INSTRUCTIONS TO FOLLOW >> Report only the number of lines in the entries below that contain the string "shoe".

*** RECORDS FOR THIS EXERCISE ***

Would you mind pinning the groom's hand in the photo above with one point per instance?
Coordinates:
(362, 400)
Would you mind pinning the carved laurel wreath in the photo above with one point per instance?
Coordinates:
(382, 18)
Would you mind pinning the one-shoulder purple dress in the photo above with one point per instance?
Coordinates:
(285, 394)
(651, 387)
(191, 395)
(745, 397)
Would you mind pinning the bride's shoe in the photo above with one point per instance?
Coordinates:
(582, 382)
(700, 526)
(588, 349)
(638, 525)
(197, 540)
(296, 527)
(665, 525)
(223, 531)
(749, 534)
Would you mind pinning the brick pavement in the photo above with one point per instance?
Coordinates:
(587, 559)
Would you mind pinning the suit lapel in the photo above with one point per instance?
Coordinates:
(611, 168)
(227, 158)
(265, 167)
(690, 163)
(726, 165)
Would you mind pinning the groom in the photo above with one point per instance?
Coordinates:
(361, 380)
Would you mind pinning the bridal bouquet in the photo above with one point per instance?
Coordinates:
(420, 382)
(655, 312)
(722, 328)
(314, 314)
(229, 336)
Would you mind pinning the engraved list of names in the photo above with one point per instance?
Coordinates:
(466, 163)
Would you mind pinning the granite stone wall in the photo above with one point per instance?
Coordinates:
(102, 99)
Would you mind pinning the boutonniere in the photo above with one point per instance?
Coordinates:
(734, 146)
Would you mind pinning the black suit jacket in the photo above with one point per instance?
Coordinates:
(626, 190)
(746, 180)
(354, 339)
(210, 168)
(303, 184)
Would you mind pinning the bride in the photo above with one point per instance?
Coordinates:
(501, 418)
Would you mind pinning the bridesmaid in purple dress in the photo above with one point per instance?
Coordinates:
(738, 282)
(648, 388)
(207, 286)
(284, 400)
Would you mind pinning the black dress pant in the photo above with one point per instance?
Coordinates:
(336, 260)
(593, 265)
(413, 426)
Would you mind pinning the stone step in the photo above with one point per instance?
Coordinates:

***
*** RECORDS FOR THIS EXERCISE ***

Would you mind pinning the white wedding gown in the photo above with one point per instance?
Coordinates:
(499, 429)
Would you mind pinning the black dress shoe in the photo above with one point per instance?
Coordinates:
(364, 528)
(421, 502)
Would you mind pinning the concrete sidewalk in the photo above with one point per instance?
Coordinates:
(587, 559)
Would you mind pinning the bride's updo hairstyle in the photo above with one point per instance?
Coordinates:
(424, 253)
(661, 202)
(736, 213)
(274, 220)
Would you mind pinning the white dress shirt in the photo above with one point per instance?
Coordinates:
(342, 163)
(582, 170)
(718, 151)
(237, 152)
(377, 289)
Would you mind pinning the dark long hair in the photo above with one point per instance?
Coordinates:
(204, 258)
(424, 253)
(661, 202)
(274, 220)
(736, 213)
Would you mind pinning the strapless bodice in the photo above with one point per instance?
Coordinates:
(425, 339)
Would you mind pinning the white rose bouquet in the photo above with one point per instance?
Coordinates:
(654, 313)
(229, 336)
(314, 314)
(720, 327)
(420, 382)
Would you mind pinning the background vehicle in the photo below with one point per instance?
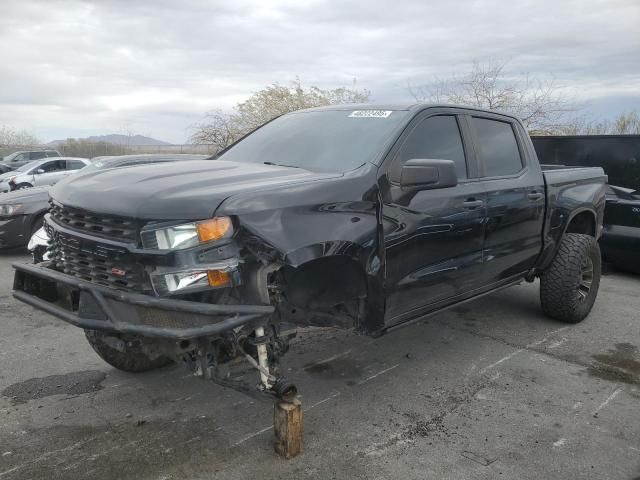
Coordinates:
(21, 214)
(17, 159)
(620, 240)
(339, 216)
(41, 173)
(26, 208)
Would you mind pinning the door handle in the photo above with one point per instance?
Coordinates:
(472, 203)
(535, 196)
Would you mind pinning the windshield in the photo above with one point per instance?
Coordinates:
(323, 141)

***

RESPONSE FOR THIS EXERCISE >> 2